> [SOAL LATIHAN 1] Tolong sebutkan semua orang yang disebut namanya dalam teks tentang sejarah mazhab di bawah ini.

> [KUTIPAN TEKS]
——————————

“Jauhilah
perkara baru dalam agama karena tiap-tiap perkara baru dalam agama itu bid’ah
dan tiap-tiap bid’ah itu sesat.” (HR. Abu Daud)
PENULIS: Wilta Aulia Rahmat
Part 1
HUKUM BERMAZHAB
PENDAHULUAN
A. Sejarah Mazhab
Dan Hukum Bermazhab
Setelah
Rasulullah SAW meninggal dunia banyak para sahabat yang berpindah dari satu
negeri ke negeri yang lain, terutama pada masa pemerintahan Bani Umaiyyah.
Disetiap negeri yang mereka diami, mereka mengajarkan apa yang mereka peroleh
dari Rasulullah kepada penduduk dimana mereka tinggal. Diantara kota-kota tempat tinggal para
sahabat tersebut akhirnya ada yang berkembang menjadi pusat perkembangan
ilmu-ilmu keislaman yang diantaranya adalah fiqh Islam.

——————————

> [ENTRI YANG DIBERIKAN]
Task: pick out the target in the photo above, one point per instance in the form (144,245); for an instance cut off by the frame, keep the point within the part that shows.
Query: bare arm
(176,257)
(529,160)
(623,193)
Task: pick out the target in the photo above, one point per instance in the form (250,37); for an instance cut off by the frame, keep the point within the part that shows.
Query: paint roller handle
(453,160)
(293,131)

——————————

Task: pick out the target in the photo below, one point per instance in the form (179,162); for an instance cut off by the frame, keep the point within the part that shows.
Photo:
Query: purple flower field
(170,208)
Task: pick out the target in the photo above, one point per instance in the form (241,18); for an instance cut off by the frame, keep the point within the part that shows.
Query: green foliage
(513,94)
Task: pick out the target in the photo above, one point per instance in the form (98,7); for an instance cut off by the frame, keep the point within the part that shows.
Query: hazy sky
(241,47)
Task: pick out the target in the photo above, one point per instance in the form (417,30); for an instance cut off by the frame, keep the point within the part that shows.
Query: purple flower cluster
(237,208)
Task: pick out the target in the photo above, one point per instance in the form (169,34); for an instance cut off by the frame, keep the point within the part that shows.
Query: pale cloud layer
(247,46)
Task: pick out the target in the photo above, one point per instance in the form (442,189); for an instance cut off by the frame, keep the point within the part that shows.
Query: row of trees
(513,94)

——————————

> [SOAL LATIHAN 2] Pilih setiap baris dari entri di atas yang memuat kata "flower". Huruf besar dan kecil dibedakan.

> [JAWABAN TERTULIS 1]
Abu Daud
Wilta Aulia Rahmat
Rasulullah SAW

> [JAWABAN TERTULIS 2]
Query: purple flower field
Query: purple flower cluster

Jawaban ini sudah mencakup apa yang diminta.